Document section >>
──────────────────────────────

If one is absolutely certain that a particular shot on the target is a flier then shooting an additional shot in that group and discounting the flier could make sense under some circumstances.

If there's any doubt at all about which shot is the flier, or whether or not the shot really was a flier, then throwing it out might make the shooter feel better and the group smaller, but now there's something other than the shooter's ability, the gun and the ammo contributing to the results.

Just throwing it out without shooting another shot doesn't sense as now the group being evaluated is a smaller number of shots than originally intended which means it isn't comparable to the other groups shot.

And, of course, if the shooter's ability is a big part of what is being tested, then throwing away "fliers" doesn't ever make sense because fliers are clearly saying something about the shooter's ability.
If one is trying to evaluate their worst case performance, they should shoot blindfolded.
The comment I made about evaluating worst case performance was specifically in response to the comment that "the most important statistic is the largest group". The "largest group" is clearly the worst case performance for that shooting session. Of course there are really stupid things (like shooting blindfolded) that a shooter could do to make the worst case performance even worse--but I'm not sure what that would prove.
There is variability even with multiple groups shot from a Ransom Rest, so stability in group size is a bit of a myth.
Yes, of course there is variability even from a machine rest. However stability in group size isn't a myth unless one chooses to unrealistically define it as "absolutely no variability in group size". A gun/ammo/shooter combination that consistently shoots 5 shots into, say, 3" groups, plus or minus a quarter of an inch at 25 yards is shooting pretty stable groups even though they're not all identical.

But a shooter whose groups vary by a factor of 2 or 3 clearly isn't shooting stable groups. Could be an ammo problem, a gun problem, a shooter problem or a combination.

By the way, using a machine rest doesn't guarantee accuracy or consistency--it only eliminates shooter error. If the ammo or gun is the problem then there's nothing a machine rest can do to fix the problem.

The article is interesting--the author's main point is that even with very consistent ammunition velocities (and a machine rest), it is still possible to get inconsistent results.

That doesn't mean he's saying that stable groups are always impossible, he's just showing that one can't assume that consistent velocities = consistent accuracy.
But that does not mean there isn't a better way.
Correct. But it's certainly a better way for performing a typical handgun accuracy evaluation than shooting 25 shot groups by hand and then picking the largest one as being representative.

I do agree that for some kinds of testing (particularly from a bench or using a machine rest) larger group sizes can make a lot of sense.

──────────────────────────────

Excerpted data >>
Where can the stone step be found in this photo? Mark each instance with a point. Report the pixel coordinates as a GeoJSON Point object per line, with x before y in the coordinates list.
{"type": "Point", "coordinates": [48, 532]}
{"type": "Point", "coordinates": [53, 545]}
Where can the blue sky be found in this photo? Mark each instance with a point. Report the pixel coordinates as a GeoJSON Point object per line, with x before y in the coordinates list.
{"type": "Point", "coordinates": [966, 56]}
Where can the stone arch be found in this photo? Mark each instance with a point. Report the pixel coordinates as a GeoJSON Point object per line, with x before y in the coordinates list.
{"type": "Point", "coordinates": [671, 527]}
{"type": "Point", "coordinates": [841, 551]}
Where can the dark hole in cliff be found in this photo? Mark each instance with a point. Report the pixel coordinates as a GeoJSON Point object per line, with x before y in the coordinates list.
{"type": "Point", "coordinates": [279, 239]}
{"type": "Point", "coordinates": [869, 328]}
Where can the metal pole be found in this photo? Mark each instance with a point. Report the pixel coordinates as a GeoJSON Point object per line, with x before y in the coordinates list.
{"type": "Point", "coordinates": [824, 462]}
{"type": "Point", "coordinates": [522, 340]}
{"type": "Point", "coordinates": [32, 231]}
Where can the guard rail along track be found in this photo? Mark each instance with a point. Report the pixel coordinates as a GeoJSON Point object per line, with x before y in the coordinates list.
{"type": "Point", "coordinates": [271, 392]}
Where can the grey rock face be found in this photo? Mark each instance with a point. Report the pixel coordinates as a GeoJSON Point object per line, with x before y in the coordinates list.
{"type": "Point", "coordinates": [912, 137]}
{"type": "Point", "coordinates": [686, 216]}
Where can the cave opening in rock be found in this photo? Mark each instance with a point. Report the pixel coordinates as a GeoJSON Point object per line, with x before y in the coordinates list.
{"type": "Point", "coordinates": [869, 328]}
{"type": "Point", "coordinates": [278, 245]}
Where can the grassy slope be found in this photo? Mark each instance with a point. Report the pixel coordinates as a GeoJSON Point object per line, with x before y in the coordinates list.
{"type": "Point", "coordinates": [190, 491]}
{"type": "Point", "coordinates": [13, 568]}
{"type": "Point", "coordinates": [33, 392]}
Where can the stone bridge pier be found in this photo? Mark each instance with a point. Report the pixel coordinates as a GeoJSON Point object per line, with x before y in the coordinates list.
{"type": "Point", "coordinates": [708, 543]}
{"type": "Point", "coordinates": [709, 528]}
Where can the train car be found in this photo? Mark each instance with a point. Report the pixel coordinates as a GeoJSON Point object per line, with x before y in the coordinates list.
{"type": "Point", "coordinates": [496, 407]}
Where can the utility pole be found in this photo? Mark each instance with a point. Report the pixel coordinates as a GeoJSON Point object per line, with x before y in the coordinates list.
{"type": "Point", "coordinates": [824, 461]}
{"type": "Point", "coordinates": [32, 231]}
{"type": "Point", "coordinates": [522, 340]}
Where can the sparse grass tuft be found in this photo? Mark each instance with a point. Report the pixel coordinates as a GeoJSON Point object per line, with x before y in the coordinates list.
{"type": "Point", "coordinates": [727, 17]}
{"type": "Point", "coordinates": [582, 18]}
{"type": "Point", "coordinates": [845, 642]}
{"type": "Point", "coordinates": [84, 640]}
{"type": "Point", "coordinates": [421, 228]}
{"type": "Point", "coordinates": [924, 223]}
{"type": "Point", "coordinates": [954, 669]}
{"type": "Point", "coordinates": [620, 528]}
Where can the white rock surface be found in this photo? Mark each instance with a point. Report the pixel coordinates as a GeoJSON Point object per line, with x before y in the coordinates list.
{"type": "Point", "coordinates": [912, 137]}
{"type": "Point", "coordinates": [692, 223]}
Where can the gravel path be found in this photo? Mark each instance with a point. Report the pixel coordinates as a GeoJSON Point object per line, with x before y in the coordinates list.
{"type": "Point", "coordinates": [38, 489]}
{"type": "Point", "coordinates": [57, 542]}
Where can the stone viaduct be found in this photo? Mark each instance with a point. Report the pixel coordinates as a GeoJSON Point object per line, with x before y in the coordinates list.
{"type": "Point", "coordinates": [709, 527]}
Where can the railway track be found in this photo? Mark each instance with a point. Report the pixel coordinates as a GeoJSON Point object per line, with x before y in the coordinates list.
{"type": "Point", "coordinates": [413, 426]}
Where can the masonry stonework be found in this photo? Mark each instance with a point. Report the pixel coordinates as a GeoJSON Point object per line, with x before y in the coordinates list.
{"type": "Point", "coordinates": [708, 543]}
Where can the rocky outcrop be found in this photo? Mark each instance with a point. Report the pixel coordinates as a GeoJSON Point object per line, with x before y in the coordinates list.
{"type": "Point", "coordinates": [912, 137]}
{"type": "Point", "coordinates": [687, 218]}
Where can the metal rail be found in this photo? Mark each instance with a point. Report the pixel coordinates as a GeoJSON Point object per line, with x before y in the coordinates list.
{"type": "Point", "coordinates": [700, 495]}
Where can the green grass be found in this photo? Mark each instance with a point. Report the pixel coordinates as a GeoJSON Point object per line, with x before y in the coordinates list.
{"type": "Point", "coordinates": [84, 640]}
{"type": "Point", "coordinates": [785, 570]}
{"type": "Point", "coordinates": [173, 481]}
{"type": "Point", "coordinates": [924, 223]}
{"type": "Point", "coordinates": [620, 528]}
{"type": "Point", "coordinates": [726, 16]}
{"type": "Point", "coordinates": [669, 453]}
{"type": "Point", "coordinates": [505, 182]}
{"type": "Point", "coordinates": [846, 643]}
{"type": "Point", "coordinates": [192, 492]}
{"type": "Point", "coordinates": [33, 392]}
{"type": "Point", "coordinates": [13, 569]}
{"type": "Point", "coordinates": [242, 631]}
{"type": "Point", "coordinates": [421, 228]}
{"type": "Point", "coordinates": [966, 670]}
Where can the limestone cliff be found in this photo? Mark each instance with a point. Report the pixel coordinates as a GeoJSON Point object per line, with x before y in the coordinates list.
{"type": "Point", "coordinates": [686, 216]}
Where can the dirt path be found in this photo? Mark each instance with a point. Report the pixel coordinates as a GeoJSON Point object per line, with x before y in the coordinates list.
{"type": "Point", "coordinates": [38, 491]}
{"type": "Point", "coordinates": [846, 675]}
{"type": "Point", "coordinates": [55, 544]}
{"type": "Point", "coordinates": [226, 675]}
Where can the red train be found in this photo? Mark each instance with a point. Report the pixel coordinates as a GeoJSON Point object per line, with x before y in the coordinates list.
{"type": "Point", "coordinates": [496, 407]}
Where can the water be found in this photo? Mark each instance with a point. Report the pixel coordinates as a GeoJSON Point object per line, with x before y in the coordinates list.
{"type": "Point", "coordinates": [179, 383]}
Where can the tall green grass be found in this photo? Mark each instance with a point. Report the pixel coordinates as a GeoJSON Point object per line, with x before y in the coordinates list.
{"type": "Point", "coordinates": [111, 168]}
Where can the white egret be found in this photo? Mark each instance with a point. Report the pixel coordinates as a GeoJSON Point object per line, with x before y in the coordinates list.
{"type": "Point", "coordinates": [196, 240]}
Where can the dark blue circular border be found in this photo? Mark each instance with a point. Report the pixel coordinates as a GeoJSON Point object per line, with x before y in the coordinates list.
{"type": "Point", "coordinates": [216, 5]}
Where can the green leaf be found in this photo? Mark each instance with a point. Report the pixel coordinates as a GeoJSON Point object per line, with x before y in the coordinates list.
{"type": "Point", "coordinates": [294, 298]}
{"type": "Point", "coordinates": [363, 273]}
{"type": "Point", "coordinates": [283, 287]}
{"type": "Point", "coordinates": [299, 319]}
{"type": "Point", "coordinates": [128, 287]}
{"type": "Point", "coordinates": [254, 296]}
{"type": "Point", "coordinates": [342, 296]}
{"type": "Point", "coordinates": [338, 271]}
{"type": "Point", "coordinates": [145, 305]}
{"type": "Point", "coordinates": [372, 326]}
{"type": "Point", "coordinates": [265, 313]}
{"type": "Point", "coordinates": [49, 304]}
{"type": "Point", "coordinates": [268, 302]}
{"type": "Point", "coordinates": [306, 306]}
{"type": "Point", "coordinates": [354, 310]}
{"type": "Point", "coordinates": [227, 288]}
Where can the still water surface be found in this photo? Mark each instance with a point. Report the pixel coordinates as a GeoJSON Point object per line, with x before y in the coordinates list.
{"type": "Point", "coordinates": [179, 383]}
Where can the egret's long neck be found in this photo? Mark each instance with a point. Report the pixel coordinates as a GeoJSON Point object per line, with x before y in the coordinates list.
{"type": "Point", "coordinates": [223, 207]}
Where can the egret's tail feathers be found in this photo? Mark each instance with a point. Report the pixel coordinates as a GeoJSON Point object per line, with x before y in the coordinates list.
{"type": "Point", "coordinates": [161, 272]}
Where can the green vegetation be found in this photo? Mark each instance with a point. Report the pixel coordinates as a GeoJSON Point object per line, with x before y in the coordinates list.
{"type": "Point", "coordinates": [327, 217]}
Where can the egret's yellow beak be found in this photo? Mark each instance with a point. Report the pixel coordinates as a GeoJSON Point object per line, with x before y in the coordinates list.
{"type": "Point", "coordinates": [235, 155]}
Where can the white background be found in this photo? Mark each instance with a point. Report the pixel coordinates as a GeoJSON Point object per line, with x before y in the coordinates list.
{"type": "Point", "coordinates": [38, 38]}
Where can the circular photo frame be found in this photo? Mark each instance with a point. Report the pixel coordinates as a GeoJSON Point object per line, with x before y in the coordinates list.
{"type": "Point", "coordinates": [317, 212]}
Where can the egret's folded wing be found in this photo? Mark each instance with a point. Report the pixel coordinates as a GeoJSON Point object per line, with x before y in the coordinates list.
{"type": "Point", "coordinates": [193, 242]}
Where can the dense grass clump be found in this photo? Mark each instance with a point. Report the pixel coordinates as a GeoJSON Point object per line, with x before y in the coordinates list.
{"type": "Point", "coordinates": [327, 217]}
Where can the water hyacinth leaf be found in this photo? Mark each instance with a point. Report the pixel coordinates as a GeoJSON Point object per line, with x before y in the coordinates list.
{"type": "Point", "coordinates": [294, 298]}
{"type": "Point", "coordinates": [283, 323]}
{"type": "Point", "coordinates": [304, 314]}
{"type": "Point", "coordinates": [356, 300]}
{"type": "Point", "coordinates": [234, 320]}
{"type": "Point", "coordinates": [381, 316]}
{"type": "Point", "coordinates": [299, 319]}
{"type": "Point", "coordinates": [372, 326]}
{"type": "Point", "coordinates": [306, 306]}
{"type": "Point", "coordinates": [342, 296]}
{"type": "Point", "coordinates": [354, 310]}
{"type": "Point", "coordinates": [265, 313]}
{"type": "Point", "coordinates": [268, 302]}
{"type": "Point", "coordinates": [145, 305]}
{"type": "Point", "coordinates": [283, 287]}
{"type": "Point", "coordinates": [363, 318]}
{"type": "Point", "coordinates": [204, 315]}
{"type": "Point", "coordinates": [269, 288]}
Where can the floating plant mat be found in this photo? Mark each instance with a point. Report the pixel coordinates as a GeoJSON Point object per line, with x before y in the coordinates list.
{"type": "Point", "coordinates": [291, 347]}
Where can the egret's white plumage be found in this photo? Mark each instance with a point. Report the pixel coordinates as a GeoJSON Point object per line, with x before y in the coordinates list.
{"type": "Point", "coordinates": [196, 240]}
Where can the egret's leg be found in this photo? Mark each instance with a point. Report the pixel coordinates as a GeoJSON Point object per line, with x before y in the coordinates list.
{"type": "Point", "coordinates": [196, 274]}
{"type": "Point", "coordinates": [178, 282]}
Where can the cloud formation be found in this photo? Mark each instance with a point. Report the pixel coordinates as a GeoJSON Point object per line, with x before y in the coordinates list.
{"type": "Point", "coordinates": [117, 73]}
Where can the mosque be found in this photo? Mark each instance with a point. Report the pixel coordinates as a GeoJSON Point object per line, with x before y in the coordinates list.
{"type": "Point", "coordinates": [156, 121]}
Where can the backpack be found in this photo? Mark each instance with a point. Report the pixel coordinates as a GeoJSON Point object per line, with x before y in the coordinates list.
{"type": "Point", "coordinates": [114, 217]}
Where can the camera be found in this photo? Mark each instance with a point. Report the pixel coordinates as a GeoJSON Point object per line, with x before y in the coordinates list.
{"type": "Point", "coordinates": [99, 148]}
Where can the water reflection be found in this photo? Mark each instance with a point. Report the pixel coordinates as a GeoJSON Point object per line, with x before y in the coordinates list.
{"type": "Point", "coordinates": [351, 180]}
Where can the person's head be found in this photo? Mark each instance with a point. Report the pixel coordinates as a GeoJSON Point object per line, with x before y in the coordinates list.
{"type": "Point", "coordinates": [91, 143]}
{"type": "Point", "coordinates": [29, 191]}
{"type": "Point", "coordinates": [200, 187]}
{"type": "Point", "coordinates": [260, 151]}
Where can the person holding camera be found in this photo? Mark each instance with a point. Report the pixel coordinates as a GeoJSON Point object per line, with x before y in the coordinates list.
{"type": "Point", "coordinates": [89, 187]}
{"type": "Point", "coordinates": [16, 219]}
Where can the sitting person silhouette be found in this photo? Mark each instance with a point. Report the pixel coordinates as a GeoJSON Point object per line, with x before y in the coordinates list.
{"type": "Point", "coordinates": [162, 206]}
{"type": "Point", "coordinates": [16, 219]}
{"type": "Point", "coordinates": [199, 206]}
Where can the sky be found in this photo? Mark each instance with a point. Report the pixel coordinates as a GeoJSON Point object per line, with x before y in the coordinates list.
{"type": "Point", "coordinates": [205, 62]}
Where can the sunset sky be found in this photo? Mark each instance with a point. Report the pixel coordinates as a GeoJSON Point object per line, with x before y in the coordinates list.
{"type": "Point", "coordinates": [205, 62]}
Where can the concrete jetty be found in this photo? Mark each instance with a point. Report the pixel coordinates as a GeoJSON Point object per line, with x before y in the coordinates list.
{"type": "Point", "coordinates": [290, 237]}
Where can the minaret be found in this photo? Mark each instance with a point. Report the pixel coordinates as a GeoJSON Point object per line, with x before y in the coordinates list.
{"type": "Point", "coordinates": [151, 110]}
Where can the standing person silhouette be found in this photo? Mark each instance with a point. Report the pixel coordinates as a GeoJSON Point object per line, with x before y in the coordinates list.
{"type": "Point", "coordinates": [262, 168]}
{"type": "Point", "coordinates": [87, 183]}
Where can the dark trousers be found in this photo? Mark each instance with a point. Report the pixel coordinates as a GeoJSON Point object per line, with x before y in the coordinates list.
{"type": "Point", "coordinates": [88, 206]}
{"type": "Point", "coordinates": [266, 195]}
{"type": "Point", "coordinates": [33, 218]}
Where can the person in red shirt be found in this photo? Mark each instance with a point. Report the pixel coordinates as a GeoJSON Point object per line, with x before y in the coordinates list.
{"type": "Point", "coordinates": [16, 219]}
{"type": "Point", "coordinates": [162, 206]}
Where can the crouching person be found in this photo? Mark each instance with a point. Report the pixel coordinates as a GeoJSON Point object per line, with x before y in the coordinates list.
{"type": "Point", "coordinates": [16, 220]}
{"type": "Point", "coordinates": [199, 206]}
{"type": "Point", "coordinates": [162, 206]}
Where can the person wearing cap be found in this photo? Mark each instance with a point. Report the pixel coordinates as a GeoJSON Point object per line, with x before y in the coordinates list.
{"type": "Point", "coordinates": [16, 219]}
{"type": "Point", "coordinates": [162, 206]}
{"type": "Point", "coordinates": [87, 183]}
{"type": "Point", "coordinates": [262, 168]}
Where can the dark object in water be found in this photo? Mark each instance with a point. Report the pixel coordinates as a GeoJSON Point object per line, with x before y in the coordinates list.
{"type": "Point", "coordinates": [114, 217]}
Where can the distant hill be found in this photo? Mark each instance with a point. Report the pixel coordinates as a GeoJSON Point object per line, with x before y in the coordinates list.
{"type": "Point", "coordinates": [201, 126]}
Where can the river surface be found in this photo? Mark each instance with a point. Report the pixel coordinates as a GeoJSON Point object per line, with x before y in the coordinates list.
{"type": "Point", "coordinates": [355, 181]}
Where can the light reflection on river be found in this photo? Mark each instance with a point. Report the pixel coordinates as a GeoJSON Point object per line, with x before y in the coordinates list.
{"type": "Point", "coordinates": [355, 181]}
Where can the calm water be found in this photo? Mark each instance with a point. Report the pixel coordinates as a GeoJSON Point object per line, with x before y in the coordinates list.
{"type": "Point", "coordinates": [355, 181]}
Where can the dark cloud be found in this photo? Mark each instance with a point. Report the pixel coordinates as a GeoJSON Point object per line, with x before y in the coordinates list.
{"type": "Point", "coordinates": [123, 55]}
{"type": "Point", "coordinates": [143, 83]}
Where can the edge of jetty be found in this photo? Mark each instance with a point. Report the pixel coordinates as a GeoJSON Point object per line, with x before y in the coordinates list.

──────────────────────────────

Request >> Reproduce the discussion of fliers and group size starting at "And, of course, if" and ending at "should shoot blindfolded.", swapping "blindfolded" for "one-handed".

Answer for this exercise >>
And, of course, if the shooter's ability is a big part of what is being tested, then throwing away "fliers" doesn't ever make sense because fliers are clearly saying something about the shooter's ability.
If one is trying to evaluate their worst case performance, they should shoot one-handed.